| Source data |

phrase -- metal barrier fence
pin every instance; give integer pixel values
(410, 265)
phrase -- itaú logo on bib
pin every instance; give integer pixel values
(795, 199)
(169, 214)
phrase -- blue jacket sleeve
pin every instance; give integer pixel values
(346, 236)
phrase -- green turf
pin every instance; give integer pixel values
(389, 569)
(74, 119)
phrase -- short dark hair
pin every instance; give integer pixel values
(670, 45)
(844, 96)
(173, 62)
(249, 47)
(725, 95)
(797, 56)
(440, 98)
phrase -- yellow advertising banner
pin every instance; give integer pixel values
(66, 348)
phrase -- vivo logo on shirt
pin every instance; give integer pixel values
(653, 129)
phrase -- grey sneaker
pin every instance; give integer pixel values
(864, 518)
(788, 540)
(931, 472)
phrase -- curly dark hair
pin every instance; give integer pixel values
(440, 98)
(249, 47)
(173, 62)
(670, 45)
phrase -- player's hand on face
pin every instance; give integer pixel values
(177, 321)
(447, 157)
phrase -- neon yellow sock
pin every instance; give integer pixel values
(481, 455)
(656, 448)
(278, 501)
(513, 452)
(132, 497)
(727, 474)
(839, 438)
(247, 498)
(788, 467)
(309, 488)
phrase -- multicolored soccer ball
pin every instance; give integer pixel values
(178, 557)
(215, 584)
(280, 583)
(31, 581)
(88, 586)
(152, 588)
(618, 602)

| Work to complete |
Scan the material above for the word "hair", and copy each line where it appears.

| Exercise answer |
phrase -- short dark hair
phrase -- curly dark hair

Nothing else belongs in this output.